[Task prompt]:
Reproduce the data below word for word, starting at the beginning and ending with the line that contains "(495, 665), (599, 697)", including that line.

── Records provided

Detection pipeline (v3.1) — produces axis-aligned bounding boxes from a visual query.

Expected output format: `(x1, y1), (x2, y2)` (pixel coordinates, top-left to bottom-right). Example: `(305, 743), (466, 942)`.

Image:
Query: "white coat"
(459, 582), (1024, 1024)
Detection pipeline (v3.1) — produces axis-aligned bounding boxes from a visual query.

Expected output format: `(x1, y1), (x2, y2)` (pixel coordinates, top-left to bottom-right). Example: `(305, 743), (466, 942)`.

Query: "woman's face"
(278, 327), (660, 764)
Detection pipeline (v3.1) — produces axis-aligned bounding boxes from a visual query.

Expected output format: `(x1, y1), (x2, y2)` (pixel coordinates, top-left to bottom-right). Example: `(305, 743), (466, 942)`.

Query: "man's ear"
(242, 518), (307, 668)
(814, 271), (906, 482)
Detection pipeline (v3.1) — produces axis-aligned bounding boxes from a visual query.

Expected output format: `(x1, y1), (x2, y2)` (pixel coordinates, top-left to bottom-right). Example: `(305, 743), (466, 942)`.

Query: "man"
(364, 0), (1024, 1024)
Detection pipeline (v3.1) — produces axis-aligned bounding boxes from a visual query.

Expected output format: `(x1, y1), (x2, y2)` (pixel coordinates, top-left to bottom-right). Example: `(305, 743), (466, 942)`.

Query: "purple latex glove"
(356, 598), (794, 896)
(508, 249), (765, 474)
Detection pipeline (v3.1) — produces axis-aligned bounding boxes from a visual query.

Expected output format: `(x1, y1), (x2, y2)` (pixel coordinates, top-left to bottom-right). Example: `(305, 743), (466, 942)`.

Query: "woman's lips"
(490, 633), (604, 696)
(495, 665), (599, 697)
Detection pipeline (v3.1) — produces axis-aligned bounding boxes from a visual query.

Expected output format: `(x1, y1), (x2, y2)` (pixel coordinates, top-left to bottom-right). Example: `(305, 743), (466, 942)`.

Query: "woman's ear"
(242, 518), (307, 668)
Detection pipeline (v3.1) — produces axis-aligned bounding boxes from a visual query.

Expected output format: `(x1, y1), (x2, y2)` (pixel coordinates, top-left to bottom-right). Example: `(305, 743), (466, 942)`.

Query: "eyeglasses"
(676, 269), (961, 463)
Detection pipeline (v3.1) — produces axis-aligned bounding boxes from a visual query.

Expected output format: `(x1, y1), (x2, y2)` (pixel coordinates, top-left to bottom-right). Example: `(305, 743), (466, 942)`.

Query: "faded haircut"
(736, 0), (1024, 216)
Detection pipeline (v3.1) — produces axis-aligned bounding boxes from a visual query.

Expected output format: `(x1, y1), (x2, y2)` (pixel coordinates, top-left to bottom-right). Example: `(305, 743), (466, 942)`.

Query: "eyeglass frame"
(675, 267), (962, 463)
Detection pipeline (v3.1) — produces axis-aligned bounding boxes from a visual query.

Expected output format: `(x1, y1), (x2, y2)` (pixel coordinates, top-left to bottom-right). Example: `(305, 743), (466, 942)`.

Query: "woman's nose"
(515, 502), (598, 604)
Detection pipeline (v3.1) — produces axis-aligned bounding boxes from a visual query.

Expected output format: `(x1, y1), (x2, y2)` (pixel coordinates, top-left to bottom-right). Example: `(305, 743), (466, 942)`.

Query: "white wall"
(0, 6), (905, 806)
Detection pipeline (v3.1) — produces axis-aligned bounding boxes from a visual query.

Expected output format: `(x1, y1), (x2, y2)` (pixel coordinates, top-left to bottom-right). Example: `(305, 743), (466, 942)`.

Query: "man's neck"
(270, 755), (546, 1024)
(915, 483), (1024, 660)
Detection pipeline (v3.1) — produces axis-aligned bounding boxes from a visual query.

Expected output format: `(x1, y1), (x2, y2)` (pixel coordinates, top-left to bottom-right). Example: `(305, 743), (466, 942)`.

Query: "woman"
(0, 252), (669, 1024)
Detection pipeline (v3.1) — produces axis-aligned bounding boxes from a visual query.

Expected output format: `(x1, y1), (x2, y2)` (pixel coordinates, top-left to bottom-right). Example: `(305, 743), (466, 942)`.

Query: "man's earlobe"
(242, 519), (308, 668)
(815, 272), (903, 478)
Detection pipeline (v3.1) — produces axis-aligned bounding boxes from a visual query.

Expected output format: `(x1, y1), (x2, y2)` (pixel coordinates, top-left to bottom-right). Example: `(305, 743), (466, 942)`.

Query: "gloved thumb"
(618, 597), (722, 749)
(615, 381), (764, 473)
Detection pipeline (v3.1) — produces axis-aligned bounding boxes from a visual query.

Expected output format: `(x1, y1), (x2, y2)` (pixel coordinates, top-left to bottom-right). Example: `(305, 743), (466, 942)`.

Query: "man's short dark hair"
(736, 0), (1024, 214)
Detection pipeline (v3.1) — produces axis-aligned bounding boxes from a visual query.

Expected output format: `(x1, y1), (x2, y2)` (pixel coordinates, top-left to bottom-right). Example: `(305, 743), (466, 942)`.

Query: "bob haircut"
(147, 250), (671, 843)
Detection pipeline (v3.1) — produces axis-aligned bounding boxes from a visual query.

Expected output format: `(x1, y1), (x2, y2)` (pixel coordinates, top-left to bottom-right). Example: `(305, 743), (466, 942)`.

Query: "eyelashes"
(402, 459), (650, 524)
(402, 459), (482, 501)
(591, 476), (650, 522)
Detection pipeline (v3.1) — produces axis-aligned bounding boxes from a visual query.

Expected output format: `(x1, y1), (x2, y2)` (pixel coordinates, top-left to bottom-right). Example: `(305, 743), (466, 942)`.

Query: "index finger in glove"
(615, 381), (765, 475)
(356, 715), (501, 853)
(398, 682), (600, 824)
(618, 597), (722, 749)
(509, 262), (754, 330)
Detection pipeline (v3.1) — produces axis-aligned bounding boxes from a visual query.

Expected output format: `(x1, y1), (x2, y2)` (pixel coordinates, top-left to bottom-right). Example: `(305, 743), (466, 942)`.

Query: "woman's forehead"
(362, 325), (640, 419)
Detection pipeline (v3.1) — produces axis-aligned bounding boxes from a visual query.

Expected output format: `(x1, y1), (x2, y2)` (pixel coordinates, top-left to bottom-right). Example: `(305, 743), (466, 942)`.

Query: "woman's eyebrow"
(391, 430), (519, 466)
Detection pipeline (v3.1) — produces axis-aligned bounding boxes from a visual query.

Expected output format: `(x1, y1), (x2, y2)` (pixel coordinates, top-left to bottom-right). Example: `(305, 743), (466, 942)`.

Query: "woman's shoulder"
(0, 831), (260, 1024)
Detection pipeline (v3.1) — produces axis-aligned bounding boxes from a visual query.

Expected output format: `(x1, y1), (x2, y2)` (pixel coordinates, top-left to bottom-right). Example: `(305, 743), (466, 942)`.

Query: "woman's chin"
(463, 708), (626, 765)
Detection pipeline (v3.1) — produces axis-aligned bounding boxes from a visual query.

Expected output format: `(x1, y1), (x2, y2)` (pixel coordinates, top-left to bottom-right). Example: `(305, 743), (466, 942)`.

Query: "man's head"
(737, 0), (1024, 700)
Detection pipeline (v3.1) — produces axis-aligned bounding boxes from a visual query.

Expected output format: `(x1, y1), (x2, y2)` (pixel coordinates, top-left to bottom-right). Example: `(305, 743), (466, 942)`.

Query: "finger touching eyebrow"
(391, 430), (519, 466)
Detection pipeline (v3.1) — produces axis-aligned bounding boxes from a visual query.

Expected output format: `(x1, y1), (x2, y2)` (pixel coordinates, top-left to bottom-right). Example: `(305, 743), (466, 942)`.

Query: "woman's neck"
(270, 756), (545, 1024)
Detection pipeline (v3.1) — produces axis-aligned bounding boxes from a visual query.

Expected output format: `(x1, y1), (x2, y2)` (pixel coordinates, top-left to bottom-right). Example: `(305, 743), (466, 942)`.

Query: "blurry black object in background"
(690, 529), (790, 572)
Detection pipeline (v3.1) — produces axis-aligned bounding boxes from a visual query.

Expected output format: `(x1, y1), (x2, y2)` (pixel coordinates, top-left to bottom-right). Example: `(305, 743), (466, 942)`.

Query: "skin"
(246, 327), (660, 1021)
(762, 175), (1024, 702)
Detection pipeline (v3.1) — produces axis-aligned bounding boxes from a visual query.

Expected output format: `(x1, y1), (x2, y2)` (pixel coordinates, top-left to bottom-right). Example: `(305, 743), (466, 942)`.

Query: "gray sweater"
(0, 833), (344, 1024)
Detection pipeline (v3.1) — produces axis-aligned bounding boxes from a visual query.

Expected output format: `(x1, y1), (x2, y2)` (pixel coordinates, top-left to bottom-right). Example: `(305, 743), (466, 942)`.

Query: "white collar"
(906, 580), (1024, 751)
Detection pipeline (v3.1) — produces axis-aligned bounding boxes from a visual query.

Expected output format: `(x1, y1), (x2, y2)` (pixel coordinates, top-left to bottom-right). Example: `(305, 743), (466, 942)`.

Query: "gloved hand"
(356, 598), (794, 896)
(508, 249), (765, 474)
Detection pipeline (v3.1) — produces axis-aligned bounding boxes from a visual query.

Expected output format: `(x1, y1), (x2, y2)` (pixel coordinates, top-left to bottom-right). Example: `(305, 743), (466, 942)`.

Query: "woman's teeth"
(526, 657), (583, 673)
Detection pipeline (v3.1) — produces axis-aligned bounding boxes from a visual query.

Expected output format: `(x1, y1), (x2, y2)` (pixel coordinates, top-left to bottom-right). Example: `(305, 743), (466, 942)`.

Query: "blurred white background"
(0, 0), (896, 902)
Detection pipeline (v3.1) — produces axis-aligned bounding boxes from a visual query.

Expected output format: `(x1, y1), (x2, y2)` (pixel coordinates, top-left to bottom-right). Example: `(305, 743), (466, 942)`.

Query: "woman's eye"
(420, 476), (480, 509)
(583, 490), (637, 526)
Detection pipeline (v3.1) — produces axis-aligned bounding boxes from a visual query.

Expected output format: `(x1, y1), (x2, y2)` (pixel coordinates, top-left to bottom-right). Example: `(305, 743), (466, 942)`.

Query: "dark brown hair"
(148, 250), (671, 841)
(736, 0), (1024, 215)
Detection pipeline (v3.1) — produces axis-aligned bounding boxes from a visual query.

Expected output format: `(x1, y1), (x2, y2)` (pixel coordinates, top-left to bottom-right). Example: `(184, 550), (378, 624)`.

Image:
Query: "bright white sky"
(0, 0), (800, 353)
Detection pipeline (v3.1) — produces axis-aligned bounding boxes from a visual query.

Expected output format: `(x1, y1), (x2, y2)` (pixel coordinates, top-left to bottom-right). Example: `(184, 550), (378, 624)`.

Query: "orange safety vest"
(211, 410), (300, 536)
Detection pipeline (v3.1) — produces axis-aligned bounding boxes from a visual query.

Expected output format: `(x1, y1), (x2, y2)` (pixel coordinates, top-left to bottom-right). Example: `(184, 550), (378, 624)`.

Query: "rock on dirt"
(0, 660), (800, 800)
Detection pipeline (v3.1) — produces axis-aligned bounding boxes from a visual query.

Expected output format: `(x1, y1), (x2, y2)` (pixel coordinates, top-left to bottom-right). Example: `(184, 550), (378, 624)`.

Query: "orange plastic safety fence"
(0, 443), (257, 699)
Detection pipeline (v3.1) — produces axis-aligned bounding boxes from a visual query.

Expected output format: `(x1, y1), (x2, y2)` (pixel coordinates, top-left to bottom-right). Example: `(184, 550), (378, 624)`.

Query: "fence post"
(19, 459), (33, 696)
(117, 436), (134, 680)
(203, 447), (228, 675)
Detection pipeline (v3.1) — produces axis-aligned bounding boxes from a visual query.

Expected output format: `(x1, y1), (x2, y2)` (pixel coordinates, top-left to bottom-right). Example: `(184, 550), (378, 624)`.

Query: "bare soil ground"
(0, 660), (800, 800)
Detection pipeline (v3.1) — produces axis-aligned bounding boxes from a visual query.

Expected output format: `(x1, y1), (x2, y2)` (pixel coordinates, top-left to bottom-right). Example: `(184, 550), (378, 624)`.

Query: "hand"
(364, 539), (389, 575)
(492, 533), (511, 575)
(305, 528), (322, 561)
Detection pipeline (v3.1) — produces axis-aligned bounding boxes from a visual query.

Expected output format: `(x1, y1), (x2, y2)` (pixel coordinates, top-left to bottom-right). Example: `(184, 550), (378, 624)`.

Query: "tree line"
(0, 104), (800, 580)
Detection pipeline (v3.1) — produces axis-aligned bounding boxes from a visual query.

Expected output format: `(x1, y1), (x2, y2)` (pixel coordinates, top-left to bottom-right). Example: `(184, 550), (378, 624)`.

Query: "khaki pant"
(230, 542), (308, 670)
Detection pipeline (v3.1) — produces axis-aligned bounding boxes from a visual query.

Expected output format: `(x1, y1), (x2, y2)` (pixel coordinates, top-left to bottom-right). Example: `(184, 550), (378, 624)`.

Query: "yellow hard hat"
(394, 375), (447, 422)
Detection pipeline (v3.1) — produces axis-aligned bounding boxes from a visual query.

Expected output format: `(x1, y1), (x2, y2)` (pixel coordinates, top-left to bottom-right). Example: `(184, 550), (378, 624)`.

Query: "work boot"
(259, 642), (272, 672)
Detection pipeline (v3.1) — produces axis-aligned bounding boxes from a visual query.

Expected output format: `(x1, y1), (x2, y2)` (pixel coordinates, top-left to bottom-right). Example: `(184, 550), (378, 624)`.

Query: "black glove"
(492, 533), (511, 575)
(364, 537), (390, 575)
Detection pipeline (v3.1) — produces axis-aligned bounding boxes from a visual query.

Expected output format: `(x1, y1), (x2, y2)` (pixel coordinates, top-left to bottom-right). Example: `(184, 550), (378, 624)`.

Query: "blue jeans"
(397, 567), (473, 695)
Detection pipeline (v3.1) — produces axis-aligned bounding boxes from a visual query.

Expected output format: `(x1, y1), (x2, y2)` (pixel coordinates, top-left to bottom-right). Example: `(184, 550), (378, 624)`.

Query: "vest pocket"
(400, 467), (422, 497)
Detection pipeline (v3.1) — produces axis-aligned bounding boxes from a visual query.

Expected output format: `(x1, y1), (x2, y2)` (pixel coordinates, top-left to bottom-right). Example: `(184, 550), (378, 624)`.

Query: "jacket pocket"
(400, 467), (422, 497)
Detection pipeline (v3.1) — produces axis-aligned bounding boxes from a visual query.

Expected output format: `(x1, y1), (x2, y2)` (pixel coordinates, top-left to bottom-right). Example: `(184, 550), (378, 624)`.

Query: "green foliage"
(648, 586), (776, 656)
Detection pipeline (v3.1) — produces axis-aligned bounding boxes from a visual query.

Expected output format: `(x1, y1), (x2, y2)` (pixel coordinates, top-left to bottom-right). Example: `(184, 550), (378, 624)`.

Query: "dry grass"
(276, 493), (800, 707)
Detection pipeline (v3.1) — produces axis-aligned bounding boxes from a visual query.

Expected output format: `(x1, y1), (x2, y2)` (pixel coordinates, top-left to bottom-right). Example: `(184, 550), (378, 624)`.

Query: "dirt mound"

────

[Exercise solution]:
Detection pipeline (v3.1) — produces axis-aligned bounding boxes from a visual query.

Expected output format: `(x1, y1), (x2, y2)` (pixel coordinates, top-left to bottom-right). Example: `(305, 743), (466, 942)`.

Image:
Query: "white coat"
(459, 582), (1024, 1024)
Detection pipeline (v3.1) — produces axis-aligned bounding boxes from a visual query.

Expected output format: `(x1, y1), (x2, y2)` (pixel coordinates, top-left to bottom-right). Example: `(305, 743), (466, 942)`.

Query: "woman's face"
(278, 327), (660, 764)
Detection pipeline (v3.1) — produces axis-aligned bounding boxes from a visual query.

Expected output format: `(x1, y1), (x2, y2)` (pixel coordinates, top-left to bottom-right). Example: `(305, 743), (466, 942)`.

Query: "man's ear"
(242, 518), (307, 668)
(814, 271), (906, 482)
Detection pipeline (v3.1) — produces axis-aligned bounding boxes from a visual query.

Expected output format: `(x1, y1), (x2, y2)` (pixel coordinates, top-left to bottom-right). Example: `(305, 743), (466, 942)`.

Query: "man"
(364, 0), (1024, 1024)
Detection pipeline (v3.1) — produces axis-aligned bounding boxes from a visual query.

Expected output format: `(x1, y1), (x2, y2)` (pixel coordinates, top-left to bottom-right). Example: `(305, 743), (466, 942)`.

Query: "purple latex glove"
(356, 598), (794, 896)
(508, 249), (765, 474)
Detection pipeline (v3.1) — produces axis-aligned bounding boxes from a visual query.

Expected output format: `(x1, y1), (x2, y2)` (pixel coordinates, top-left to bottom-right). Example: `(305, 743), (466, 942)`.

Query: "woman's lips"
(490, 633), (604, 696)
(495, 665), (599, 697)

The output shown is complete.